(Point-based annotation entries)
(begin)

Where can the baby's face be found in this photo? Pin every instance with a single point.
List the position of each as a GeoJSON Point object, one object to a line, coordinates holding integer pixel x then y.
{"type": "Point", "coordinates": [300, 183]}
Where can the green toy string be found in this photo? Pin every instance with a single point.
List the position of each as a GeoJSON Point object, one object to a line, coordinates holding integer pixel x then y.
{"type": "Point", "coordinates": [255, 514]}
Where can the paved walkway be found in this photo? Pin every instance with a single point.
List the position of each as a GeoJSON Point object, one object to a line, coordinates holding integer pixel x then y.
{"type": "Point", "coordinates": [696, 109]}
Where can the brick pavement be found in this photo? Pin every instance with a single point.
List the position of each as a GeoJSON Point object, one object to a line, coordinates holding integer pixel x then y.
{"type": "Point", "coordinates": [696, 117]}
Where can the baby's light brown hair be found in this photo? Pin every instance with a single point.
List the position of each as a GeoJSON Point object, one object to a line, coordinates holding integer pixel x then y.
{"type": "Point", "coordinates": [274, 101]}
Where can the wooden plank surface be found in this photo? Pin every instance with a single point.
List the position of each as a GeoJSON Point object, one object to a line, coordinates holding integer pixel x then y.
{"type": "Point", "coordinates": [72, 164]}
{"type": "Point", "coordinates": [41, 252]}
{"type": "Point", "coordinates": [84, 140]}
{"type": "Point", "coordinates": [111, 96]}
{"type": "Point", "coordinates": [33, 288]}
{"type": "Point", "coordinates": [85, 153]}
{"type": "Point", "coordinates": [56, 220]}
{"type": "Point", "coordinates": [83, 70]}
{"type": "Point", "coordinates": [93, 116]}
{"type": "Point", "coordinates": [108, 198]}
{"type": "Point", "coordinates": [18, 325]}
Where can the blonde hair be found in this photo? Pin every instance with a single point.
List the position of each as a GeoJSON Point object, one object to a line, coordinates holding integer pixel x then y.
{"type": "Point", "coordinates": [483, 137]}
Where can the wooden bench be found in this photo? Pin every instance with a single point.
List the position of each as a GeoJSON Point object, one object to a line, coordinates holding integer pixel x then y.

(end)

*SET PROBLEM:* Recast every line of the entries above as a numbered list, leaving out any blank lines.

*ANSWER:*
1. Where can the baby's face be found in this photo? Pin every instance with a single point.
2. List the position of each as a GeoJSON Point object, one object to a line, coordinates holding integer pixel x then y.
3. {"type": "Point", "coordinates": [300, 183]}
4. Where can the green toy string be found in this photo? Pin every instance with a single point.
5. List the position of each as a GeoJSON Point object, one object to a line, coordinates holding integer pixel x then y.
6. {"type": "Point", "coordinates": [255, 514]}
7. Where can the paved walkway be found in this photo? Pin every instance with a single point.
8. List the position of each as a GeoJSON Point object, one object to a line, coordinates holding integer pixel x then y.
9. {"type": "Point", "coordinates": [696, 109]}
10. Where can the brick pavement be found in this photo? Pin every instance with a single point.
11. List the position of each as a GeoJSON Point object, one object to a line, coordinates holding integer pixel x then y.
12. {"type": "Point", "coordinates": [696, 117]}
13. Where can the baby's light brown hair be found in this photo? Pin every instance with a single point.
14. List the position of each as a GeoJSON Point object, one object to a line, coordinates holding integer pixel x then y.
15. {"type": "Point", "coordinates": [274, 101]}
16. Where can the wooden plank surface be found in this photo? Pin every instance with a single point.
17. List the position of each as a GeoJSON Point object, one object to a line, coordinates holding integer pixel x then y.
18. {"type": "Point", "coordinates": [72, 164]}
19. {"type": "Point", "coordinates": [41, 252]}
20. {"type": "Point", "coordinates": [84, 140]}
21. {"type": "Point", "coordinates": [111, 96]}
22. {"type": "Point", "coordinates": [33, 288]}
23. {"type": "Point", "coordinates": [85, 153]}
24. {"type": "Point", "coordinates": [56, 220]}
25. {"type": "Point", "coordinates": [83, 70]}
26. {"type": "Point", "coordinates": [93, 116]}
27. {"type": "Point", "coordinates": [108, 198]}
28. {"type": "Point", "coordinates": [18, 325]}
29. Where can the blonde hair be found in this photo? Pin every instance with a single point.
30. List the position of each as a GeoJSON Point object, one object to a line, coordinates holding integer pixel x then y.
31. {"type": "Point", "coordinates": [483, 137]}
32. Where can the wooden bench be found in this photo? Pin every instance with a single point.
33. List the position of each as a GeoJSON Point object, one object to a line, coordinates holding integer pixel x then y.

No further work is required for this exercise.